# TASK REQUIREMENTS
Output every line of the items below as one string in a JSON list, beginning with the very first line and continuing through the line with "column 228, row 209", both ends included. Skip any blank lines.

# ENTRIES

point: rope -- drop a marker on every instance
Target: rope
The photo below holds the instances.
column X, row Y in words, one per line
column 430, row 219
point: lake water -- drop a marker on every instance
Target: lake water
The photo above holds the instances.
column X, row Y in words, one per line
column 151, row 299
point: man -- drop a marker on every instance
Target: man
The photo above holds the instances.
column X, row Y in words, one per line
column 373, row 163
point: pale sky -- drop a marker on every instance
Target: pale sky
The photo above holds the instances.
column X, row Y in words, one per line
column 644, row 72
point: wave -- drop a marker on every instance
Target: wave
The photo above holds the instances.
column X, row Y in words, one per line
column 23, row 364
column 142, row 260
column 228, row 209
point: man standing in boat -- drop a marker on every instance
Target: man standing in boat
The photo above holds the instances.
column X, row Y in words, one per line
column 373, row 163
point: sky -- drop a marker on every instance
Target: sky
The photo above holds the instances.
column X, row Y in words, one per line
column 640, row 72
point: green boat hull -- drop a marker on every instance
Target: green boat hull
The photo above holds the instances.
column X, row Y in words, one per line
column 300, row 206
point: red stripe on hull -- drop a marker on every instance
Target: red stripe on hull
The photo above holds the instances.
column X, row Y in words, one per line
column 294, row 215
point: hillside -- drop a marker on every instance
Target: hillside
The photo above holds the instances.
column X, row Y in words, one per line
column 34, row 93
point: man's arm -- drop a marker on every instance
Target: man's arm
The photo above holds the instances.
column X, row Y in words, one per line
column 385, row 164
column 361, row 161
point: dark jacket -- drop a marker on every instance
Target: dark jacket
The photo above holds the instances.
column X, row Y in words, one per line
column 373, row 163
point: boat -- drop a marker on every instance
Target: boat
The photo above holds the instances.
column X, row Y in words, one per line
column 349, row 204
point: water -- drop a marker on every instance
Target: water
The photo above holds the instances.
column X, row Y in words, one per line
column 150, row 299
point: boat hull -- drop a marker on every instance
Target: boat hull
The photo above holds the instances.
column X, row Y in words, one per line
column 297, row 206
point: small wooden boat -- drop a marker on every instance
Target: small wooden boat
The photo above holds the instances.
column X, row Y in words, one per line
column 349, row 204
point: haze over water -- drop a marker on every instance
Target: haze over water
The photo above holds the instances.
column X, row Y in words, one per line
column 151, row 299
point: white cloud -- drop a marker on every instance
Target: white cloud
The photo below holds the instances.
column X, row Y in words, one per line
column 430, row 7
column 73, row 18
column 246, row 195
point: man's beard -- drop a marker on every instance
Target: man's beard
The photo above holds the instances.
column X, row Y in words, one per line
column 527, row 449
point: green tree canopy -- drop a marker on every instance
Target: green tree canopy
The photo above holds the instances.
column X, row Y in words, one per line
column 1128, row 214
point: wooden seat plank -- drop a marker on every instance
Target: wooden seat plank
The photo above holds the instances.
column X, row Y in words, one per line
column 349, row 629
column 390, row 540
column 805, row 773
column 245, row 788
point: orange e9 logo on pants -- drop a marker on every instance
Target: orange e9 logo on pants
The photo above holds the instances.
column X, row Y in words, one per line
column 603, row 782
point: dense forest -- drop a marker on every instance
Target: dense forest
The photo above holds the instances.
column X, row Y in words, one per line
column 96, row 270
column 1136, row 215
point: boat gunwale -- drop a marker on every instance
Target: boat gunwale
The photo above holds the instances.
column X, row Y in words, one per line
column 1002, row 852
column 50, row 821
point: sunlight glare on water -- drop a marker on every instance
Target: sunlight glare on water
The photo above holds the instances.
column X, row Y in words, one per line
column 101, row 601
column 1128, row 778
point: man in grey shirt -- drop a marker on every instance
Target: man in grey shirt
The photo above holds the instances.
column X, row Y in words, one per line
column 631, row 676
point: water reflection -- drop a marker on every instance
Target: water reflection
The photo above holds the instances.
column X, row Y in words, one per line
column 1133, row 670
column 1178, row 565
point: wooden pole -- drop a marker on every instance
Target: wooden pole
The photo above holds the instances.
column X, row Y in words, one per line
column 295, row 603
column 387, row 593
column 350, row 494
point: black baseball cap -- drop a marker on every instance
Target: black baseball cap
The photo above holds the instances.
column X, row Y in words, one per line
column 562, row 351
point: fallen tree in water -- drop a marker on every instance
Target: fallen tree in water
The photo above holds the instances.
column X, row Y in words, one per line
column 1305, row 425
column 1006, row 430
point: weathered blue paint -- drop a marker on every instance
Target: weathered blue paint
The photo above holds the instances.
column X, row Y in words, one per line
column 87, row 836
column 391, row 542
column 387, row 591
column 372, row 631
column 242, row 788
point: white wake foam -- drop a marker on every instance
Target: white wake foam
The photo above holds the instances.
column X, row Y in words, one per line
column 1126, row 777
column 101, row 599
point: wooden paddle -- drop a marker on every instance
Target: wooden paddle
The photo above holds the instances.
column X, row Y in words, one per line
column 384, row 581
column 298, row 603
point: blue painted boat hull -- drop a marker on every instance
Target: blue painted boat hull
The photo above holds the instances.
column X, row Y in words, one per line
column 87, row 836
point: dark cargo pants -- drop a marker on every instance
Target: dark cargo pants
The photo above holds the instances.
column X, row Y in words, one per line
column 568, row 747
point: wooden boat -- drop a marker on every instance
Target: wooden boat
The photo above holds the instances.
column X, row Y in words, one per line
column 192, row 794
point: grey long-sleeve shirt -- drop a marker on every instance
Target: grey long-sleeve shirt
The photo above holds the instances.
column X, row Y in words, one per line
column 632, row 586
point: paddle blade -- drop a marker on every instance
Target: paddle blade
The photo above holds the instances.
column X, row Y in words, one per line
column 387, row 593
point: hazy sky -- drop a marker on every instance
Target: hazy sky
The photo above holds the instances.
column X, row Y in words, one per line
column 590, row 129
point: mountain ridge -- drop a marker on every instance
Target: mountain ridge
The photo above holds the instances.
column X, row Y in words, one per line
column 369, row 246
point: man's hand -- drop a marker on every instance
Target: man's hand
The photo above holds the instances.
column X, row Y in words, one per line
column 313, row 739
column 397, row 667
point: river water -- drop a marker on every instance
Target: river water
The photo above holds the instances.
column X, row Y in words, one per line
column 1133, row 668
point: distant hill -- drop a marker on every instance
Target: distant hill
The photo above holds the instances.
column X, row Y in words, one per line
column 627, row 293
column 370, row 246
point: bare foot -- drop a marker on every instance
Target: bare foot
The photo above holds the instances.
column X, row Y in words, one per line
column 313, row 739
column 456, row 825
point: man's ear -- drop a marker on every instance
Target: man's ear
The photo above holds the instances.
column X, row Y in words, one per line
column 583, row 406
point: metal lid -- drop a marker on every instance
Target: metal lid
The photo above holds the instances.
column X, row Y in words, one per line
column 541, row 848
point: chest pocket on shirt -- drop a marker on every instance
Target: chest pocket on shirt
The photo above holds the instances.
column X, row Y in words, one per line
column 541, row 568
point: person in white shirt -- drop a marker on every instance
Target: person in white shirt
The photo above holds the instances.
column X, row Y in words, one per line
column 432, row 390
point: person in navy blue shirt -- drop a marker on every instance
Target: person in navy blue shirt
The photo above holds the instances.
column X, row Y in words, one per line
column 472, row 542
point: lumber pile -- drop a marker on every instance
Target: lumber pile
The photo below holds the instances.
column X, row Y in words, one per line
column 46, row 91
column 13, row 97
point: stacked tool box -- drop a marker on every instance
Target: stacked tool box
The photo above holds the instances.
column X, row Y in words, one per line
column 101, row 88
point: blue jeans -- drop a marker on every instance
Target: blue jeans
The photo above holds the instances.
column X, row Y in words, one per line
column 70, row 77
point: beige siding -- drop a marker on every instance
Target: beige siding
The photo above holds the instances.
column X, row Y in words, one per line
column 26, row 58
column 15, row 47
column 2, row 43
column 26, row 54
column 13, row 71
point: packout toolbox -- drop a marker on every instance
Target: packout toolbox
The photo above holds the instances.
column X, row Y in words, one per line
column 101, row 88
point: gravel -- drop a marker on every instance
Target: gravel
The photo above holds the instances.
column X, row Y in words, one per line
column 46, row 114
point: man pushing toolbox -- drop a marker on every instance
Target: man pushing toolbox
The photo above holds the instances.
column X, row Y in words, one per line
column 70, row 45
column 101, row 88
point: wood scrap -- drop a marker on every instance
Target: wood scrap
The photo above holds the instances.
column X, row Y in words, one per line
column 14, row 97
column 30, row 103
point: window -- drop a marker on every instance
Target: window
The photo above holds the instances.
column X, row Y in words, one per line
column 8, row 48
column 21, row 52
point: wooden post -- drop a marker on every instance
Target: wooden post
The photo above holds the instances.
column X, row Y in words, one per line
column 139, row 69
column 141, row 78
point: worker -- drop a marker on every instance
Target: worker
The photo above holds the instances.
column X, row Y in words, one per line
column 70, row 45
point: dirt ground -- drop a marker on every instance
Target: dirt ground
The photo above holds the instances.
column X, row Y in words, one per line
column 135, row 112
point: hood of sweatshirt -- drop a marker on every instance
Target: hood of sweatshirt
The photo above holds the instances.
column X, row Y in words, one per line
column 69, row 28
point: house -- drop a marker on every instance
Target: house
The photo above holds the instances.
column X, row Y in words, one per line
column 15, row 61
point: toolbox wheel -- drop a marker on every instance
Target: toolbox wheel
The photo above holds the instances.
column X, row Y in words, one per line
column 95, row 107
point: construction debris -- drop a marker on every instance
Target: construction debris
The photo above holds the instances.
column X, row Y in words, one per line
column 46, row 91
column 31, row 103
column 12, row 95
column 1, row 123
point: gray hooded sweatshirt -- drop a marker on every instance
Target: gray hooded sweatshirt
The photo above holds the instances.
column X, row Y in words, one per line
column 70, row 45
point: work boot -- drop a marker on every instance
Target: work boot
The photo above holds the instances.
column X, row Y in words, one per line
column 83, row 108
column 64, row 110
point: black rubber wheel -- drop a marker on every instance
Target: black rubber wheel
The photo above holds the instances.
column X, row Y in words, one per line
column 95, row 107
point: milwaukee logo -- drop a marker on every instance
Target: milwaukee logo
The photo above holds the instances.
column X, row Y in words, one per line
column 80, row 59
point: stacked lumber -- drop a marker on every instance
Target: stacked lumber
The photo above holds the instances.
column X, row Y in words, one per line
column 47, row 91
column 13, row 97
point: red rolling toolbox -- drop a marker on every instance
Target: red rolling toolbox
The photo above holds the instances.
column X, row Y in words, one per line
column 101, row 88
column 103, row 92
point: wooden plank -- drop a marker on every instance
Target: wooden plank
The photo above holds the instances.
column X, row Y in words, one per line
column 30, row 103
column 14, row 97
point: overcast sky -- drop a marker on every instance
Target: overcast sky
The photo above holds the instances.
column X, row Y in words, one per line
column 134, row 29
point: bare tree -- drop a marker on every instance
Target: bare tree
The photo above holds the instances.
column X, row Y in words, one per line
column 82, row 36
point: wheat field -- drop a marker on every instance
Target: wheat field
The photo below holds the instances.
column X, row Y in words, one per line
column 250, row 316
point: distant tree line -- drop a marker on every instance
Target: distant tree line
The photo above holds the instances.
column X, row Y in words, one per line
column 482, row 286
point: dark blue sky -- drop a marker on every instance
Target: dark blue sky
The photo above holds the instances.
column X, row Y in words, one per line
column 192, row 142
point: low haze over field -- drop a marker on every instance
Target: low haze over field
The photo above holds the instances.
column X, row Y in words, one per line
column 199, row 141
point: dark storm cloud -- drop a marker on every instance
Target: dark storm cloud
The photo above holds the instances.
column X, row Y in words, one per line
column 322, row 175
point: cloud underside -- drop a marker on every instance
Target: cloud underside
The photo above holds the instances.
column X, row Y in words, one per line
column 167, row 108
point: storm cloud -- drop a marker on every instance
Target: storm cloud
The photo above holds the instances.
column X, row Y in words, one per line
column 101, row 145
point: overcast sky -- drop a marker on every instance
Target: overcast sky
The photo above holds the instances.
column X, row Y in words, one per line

# RESPONSE BELOW
[
  "point: rope -- drop a marker on every instance",
  "Target: rope",
  "The photo below holds the instances.",
  "column X, row Y in words, one per line",
  "column 430, row 219",
  "point: lake water -- drop a marker on every instance",
  "Target: lake water",
  "The photo above holds the instances.",
  "column X, row Y in words, one per line",
  "column 151, row 299",
  "point: man -- drop a marker on every instance",
  "Target: man",
  "The photo above holds the instances.",
  "column X, row Y in words, one per line",
  "column 373, row 163",
  "point: pale sky -- drop a marker on every instance",
  "Target: pale sky",
  "The photo above holds the instances.",
  "column X, row Y in words, one per line",
  "column 644, row 72",
  "point: wave -- drop a marker on every instance",
  "Target: wave",
  "The photo above holds the instances.",
  "column X, row Y in words, one per line",
  "column 23, row 364",
  "column 142, row 260",
  "column 228, row 209"
]